__Information supplied__
==================================================
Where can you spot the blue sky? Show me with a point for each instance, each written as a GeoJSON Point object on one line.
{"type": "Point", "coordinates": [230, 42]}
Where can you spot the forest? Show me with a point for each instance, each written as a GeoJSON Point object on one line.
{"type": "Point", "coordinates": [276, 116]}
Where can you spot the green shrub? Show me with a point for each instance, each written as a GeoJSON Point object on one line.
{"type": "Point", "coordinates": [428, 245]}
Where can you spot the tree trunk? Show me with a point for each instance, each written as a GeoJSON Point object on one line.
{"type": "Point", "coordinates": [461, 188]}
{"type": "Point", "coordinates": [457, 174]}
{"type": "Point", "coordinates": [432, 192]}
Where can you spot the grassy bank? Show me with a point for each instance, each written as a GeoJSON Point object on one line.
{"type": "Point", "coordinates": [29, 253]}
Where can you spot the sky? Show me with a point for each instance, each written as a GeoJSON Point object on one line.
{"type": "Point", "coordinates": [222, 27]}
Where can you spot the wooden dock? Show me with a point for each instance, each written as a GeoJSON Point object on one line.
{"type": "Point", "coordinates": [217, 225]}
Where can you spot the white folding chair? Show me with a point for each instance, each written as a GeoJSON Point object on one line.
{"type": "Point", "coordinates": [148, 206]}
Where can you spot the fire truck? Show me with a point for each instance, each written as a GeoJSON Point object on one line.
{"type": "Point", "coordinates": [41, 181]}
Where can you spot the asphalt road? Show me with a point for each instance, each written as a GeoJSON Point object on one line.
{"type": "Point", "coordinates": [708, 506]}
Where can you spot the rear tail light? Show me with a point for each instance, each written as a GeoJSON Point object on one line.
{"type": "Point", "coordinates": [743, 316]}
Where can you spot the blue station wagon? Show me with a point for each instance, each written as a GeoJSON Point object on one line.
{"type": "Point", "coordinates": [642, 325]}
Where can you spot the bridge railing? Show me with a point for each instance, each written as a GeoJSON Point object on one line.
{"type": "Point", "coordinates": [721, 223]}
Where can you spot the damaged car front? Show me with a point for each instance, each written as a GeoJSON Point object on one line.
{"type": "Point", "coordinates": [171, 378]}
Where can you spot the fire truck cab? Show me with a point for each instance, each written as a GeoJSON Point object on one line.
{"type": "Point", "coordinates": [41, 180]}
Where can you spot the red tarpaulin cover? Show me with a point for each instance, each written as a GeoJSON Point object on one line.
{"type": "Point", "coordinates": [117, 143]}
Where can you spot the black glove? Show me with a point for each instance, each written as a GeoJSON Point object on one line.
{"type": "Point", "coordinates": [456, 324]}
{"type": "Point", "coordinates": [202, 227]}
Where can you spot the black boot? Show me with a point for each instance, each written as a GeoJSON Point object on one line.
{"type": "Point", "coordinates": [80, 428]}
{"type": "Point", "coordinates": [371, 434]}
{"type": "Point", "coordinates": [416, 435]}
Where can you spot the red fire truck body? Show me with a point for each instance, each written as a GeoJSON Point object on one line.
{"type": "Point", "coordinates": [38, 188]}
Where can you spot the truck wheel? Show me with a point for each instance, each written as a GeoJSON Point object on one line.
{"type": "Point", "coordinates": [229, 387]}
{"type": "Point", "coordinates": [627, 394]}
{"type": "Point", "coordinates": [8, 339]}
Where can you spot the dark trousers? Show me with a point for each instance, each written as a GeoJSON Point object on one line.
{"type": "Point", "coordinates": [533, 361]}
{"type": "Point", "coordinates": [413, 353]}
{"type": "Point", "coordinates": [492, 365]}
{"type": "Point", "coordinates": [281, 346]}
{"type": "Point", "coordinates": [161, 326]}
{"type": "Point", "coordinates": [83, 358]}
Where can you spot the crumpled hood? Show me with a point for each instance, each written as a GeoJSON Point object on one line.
==================================================
__Brief__
Give the entries again exactly as they stand.

__Your solution__
Where can you spot the blue sky? Show me with a point for each instance, each written as a GeoJSON Point object on one line.
{"type": "Point", "coordinates": [230, 42]}
Where can you spot the forest? Show me with a point for each instance, each written as a GeoJSON Point object on one line.
{"type": "Point", "coordinates": [276, 116]}
Where can you spot the green shrub? Show me with a point for each instance, each written as a GeoJSON Point object on one line.
{"type": "Point", "coordinates": [428, 245]}
Where can you spot the tree trunk? Show me with a point for each instance, each written as a GeoJSON Point object on one line.
{"type": "Point", "coordinates": [461, 188]}
{"type": "Point", "coordinates": [457, 174]}
{"type": "Point", "coordinates": [432, 192]}
Where can you spot the grassy bank? Show me with a point for each instance, each written as a GeoJSON Point object on one line.
{"type": "Point", "coordinates": [29, 253]}
Where can you spot the sky? Show me with a point for each instance, each written as a GeoJSON Point object on one line.
{"type": "Point", "coordinates": [222, 27]}
Where can you spot the wooden dock? Show me with a point for each instance, each written as a GeoJSON Point object on one line.
{"type": "Point", "coordinates": [217, 225]}
Where can you spot the white folding chair? Show me with a point for each instance, each written as a GeoJSON Point object on one line.
{"type": "Point", "coordinates": [148, 206]}
Where can you spot the fire truck? Show me with a point for each instance, each written as a GeoJSON Point object on one line.
{"type": "Point", "coordinates": [41, 181]}
Where can you spot the asphalt road? Show me with a point for each instance, each written as a GeoJSON Point object on one line.
{"type": "Point", "coordinates": [708, 506]}
Where can you spot the rear tail light? Show me with a point for each instance, each written as a GeoJSON Point object on one line.
{"type": "Point", "coordinates": [743, 316]}
Where can you spot the blue station wagon? Show me with a point for each instance, each written as a GeoJSON Point object on one line.
{"type": "Point", "coordinates": [642, 325]}
Where can you spot the bridge railing? Show me with a point for each instance, each written as a GeoJSON Point object on one line.
{"type": "Point", "coordinates": [721, 223]}
Where can you spot the damaged car front? Show me with a point for each instance, each written as a GeoJSON Point object on one line.
{"type": "Point", "coordinates": [171, 378]}
Where can you spot the fire truck cab? Show me with a point for each instance, each written as a GeoJSON Point object on one line.
{"type": "Point", "coordinates": [41, 180]}
Where can you spot the red tarpaulin cover? Show me with a point for each instance, each written as a GeoJSON Point object on one line.
{"type": "Point", "coordinates": [117, 143]}
Where can you spot the black glove? Show me with a point for each instance, each written as a GeoJSON Point object on one line.
{"type": "Point", "coordinates": [456, 324]}
{"type": "Point", "coordinates": [202, 227]}
Where can you spot the black boot? Show me with a point for each instance, each written as a GeoJSON Point object on one line.
{"type": "Point", "coordinates": [80, 428]}
{"type": "Point", "coordinates": [371, 434]}
{"type": "Point", "coordinates": [416, 435]}
Where can you spot the red fire truck body? Show me with a point for each instance, each written as a GeoJSON Point object on one line.
{"type": "Point", "coordinates": [38, 188]}
Where can you spot the truck wheel? Show me with a point for each instance, each written as a GeoJSON Point object on one line.
{"type": "Point", "coordinates": [229, 387]}
{"type": "Point", "coordinates": [627, 394]}
{"type": "Point", "coordinates": [8, 339]}
Where can you spot the dark trousers? Show me with a point for each instance, each written as a GeoJSON Point object on one line.
{"type": "Point", "coordinates": [533, 361]}
{"type": "Point", "coordinates": [413, 353]}
{"type": "Point", "coordinates": [492, 365]}
{"type": "Point", "coordinates": [281, 346]}
{"type": "Point", "coordinates": [161, 326]}
{"type": "Point", "coordinates": [83, 358]}
Where can you spot the crumpled hood? Show me with a point for each instance, each written as a GeoJSON Point object on one line.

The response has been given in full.